Non è algebra, non è matematica. Non c’è una risposta esatta, universale. Sappiamo che per alcuni la genitorialità non è una condizione necessaria, ma c’è un’altra parte di individui, uomini e donne, che vedono la loro realizzazione, il senso della loro esistenza passare anche per la maternità/paternità. Difficile descrivere quel desiderio. Arriva come uno tsunami. Non sai dire quando, quanto durerà, perché proprio in quel momento esatto. Arriva e basta. E stravolge tutto!
Oggi fortunatamente, rispetto al passato non c’è più quell’immagine della donna legata forzatamente a quella di madre. Anche se alcune pressioni sociali sono comunque presenti, le donne ora si sentono più libere di scegliere se procreare. Non è più un’imposizione quanto un desiderio quindi, nel momento in cui non si realizza, è ancor più doloroso. Tra il non volere essere madre e il non poter essere madre c’è differenza.
Nell’impossibilità di concepire naturalmente (e quando questo diventa improbabile anche con l’aiuto della scienza), si possono valutare due principali alternative come l’adozione o vivere senza figli. Entrambi i casi implicano un lavoro di accettazione della condizione se non si vuole incorrere in una profonda crisi della coppia che può portare anche alla rottura.
Una valutazione che si deve fare è proprio questa: ora che si è accantonata l’idea di avere un figlio col proprio partner, cosa ci lega a lui?
E’ questo il punto: inconsapevolmente a volte gli individui finiscono per stare o restare insieme in virtù di una famiglia che si deve ancora creare anche se l’amore è scemato da un po’. Ora restare insieme presuppone solo una cosa: amore.
E’ importante partire da ciò che si ha e cominciare ad attribuire il giusto valore: amici, progetti, hobby e la stessa relazione col partner. Ci si potrebbe riscoprire piacevolmente sorpresi da quanto ricca è già la nostra vita o quante cose si possono ancora conquistare a prescindere dalla maternità. Inoltre confrontarsi, aprirsi con altre persone può mostrare un nuovo punto di vista. Non siamo soli: tutti hanno dovuto affrontare nella vita avversità dolorose di cui magari non eravamo a conoscenza (si pensi a lutti, malattie ecc..) e nonostante tutto la vita è andata avanti e altri risultati sono stati raggiunti.

▸ Dati grezzi:
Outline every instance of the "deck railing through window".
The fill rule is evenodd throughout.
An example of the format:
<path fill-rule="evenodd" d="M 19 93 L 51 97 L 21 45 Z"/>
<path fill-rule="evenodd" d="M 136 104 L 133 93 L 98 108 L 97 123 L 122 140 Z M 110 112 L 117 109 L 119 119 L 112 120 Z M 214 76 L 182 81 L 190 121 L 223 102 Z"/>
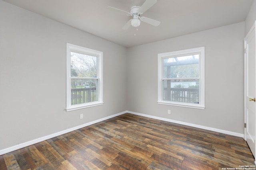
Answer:
<path fill-rule="evenodd" d="M 96 87 L 71 89 L 71 105 L 98 101 Z"/>
<path fill-rule="evenodd" d="M 164 88 L 163 100 L 172 102 L 199 104 L 198 88 Z"/>

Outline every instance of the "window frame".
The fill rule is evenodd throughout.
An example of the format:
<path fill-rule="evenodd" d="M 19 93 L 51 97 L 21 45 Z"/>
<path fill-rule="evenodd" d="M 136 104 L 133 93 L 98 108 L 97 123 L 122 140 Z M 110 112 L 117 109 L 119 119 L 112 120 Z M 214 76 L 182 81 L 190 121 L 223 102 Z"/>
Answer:
<path fill-rule="evenodd" d="M 90 107 L 101 105 L 103 102 L 103 52 L 97 50 L 86 48 L 83 47 L 67 43 L 67 61 L 66 61 L 66 106 L 67 111 Z M 76 105 L 71 105 L 71 79 L 74 77 L 71 77 L 71 56 L 70 52 L 79 53 L 95 56 L 97 57 L 97 77 L 82 78 L 82 79 L 96 79 L 98 80 L 98 100 Z M 81 79 L 80 77 L 75 78 Z"/>
<path fill-rule="evenodd" d="M 163 100 L 163 80 L 168 78 L 164 78 L 164 59 L 169 58 L 178 57 L 195 53 L 200 53 L 199 58 L 199 73 L 198 79 L 199 80 L 199 104 L 172 102 Z M 204 109 L 204 47 L 194 48 L 167 53 L 158 54 L 158 103 L 160 104 L 174 106 L 199 109 Z M 189 78 L 194 79 L 194 78 Z"/>

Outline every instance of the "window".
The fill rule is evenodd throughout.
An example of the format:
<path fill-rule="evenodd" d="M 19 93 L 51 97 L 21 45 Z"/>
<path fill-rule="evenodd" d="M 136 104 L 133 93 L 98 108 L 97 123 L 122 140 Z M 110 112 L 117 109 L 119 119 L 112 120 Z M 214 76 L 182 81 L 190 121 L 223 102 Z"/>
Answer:
<path fill-rule="evenodd" d="M 158 55 L 158 103 L 204 109 L 204 47 Z"/>
<path fill-rule="evenodd" d="M 103 104 L 102 56 L 67 43 L 67 111 Z"/>

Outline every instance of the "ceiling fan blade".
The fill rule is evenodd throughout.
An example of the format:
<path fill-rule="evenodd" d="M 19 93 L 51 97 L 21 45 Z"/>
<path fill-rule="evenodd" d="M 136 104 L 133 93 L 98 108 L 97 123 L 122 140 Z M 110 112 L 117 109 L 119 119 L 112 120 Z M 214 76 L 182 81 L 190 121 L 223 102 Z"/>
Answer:
<path fill-rule="evenodd" d="M 120 10 L 119 9 L 116 8 L 115 8 L 112 7 L 112 6 L 108 6 L 108 8 L 112 11 L 114 11 L 116 12 L 120 12 L 121 13 L 124 14 L 126 15 L 130 15 L 130 14 L 129 12 L 127 12 L 127 11 Z"/>
<path fill-rule="evenodd" d="M 129 20 L 128 22 L 126 23 L 125 24 L 124 27 L 122 28 L 123 29 L 124 29 L 125 30 L 127 30 L 130 27 L 130 26 L 131 25 L 131 20 L 132 19 L 131 19 Z"/>
<path fill-rule="evenodd" d="M 146 0 L 140 7 L 139 12 L 141 14 L 144 13 L 156 3 L 156 0 Z"/>
<path fill-rule="evenodd" d="M 147 17 L 142 17 L 140 18 L 140 20 L 155 27 L 157 27 L 160 24 L 160 21 Z"/>

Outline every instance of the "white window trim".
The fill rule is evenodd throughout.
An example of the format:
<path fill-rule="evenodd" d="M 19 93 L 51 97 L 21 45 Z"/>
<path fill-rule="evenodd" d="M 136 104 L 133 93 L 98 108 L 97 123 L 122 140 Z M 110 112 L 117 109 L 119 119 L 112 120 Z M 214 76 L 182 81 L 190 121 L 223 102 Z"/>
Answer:
<path fill-rule="evenodd" d="M 163 72 L 163 60 L 165 58 L 172 56 L 200 53 L 199 57 L 199 100 L 200 104 L 194 104 L 185 102 L 174 102 L 162 100 L 162 75 Z M 158 54 L 158 104 L 174 106 L 199 109 L 204 109 L 204 47 L 187 49 Z"/>
<path fill-rule="evenodd" d="M 70 52 L 78 52 L 97 57 L 97 77 L 98 78 L 98 101 L 85 103 L 75 105 L 71 105 L 71 70 L 70 70 Z M 95 50 L 67 43 L 67 82 L 66 82 L 66 106 L 67 111 L 83 109 L 90 107 L 101 105 L 103 102 L 103 53 L 101 51 Z"/>

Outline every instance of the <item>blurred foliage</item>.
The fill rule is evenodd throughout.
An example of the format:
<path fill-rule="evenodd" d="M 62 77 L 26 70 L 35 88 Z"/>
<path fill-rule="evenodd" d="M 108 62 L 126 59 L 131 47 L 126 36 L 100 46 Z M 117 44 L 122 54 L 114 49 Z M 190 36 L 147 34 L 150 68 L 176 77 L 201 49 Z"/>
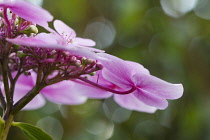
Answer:
<path fill-rule="evenodd" d="M 131 112 L 106 99 L 78 106 L 48 102 L 39 110 L 20 112 L 17 121 L 37 124 L 51 116 L 63 126 L 64 131 L 57 131 L 62 140 L 210 139 L 210 21 L 193 12 L 171 18 L 158 0 L 45 0 L 43 7 L 81 37 L 97 40 L 93 34 L 100 29 L 88 26 L 97 22 L 110 28 L 111 24 L 114 37 L 107 53 L 139 62 L 168 82 L 182 83 L 185 92 L 154 114 Z M 97 43 L 106 41 L 107 34 L 100 34 Z M 50 130 L 59 129 L 44 120 Z M 9 139 L 25 138 L 13 128 Z"/>

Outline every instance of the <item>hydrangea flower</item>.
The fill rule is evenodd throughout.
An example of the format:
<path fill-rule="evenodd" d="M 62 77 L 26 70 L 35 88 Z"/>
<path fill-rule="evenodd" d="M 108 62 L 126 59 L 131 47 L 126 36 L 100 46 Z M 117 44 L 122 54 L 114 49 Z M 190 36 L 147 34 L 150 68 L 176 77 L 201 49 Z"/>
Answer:
<path fill-rule="evenodd" d="M 26 21 L 43 27 L 47 27 L 48 22 L 53 20 L 53 16 L 47 10 L 25 1 L 3 1 L 0 2 L 0 7 L 9 8 L 10 11 Z"/>

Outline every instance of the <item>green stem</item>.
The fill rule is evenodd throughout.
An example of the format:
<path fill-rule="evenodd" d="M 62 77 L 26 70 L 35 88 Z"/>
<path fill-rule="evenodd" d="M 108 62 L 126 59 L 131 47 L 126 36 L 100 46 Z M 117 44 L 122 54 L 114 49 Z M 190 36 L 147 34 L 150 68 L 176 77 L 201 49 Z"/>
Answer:
<path fill-rule="evenodd" d="M 9 117 L 5 120 L 3 129 L 0 132 L 0 140 L 6 140 L 7 135 L 9 133 L 9 129 L 11 127 L 12 121 L 13 121 L 13 115 L 9 115 Z"/>

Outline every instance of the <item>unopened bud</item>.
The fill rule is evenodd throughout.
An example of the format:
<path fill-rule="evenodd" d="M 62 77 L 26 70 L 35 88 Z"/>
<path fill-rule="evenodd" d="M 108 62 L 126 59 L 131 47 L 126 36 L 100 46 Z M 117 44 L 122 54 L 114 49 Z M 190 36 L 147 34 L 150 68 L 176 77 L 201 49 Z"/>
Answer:
<path fill-rule="evenodd" d="M 35 25 L 30 25 L 27 29 L 25 29 L 21 32 L 24 34 L 31 34 L 31 33 L 37 34 L 39 31 Z"/>
<path fill-rule="evenodd" d="M 80 60 L 76 60 L 75 65 L 76 65 L 76 67 L 80 67 L 81 66 L 81 61 Z"/>
<path fill-rule="evenodd" d="M 102 69 L 103 69 L 103 65 L 101 65 L 101 64 L 96 64 L 96 69 L 97 69 L 97 70 L 102 70 Z"/>
<path fill-rule="evenodd" d="M 18 52 L 17 52 L 17 56 L 18 56 L 19 58 L 23 58 L 23 57 L 27 56 L 27 54 L 23 53 L 23 51 L 18 51 Z"/>
<path fill-rule="evenodd" d="M 90 76 L 94 76 L 96 72 L 89 73 Z"/>
<path fill-rule="evenodd" d="M 13 45 L 13 48 L 14 48 L 14 49 L 16 49 L 16 50 L 18 50 L 18 49 L 20 49 L 20 46 L 19 46 L 19 45 L 14 44 L 14 45 Z"/>

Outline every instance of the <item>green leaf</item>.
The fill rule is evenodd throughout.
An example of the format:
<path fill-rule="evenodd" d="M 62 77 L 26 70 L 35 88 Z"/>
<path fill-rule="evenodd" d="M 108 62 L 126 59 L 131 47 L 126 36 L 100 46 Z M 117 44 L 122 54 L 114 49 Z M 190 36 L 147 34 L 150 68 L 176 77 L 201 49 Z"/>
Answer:
<path fill-rule="evenodd" d="M 29 140 L 53 140 L 52 137 L 42 129 L 31 124 L 13 122 L 12 125 L 19 127 Z"/>

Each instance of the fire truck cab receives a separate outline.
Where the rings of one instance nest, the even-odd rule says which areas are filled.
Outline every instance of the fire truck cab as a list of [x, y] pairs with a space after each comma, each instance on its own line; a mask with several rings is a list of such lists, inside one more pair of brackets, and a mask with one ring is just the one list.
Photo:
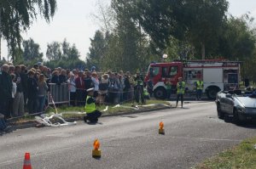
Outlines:
[[176, 93], [177, 78], [183, 77], [186, 82], [186, 91], [195, 90], [199, 78], [204, 82], [203, 93], [213, 99], [220, 90], [231, 90], [238, 87], [241, 62], [223, 59], [174, 61], [150, 64], [145, 77], [154, 84], [154, 95], [156, 99], [166, 97], [166, 82], [172, 85], [172, 93]]

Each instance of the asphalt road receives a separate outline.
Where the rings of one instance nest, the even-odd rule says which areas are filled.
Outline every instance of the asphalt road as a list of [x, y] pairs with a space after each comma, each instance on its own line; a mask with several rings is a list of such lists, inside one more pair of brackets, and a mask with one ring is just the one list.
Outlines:
[[[190, 168], [242, 139], [256, 126], [237, 127], [218, 120], [213, 102], [101, 118], [98, 124], [17, 130], [0, 137], [0, 168], [22, 168], [25, 152], [33, 169]], [[158, 133], [165, 123], [166, 135]], [[102, 158], [91, 157], [94, 139]]]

▸ Problemi da risolvere:
a - Nel testo di studio, puoi aggiornare il passo che si apre con le parole "E’ questo il" e si chiude con "una cosa: amore.", mettendo "vita familiare" al posto di "famiglia"?
b - Come si può ridurre a un elenco puntato il paragrafo del testo di studio che comincia con "E’ importante partire", conservandone i fatti principali?
Le righe non hanno alcun ruolo in questo lavoro.

▸ Risposte:
a -
E’ questo il punto: inconsapevolmente a volte gli individui finiscono per stare o restare insieme in virtù di una vita familiare che si deve ancora creare anche se l’amore è scemato da un po’. Ora restare insieme presuppone solo una cosa: amore.

b -
- Partire da ciò che si ha e dargli il giusto valore: amici, progetti, hobby e la stessa relazione col partner.
- Si può scoprire con piacere quanto è già ricca la propria vita o quante cose si possono ancora conquistare a prescindere dalla maternità.
- Confrontarsi e aprirsi con altre persone può mostrare un nuovo punto di vista.
- Non siamo soli: tutti hanno affrontato avversità dolorose, come lutti e malattie, eppure la vita è andata avanti e si sono raggiunti altri risultati.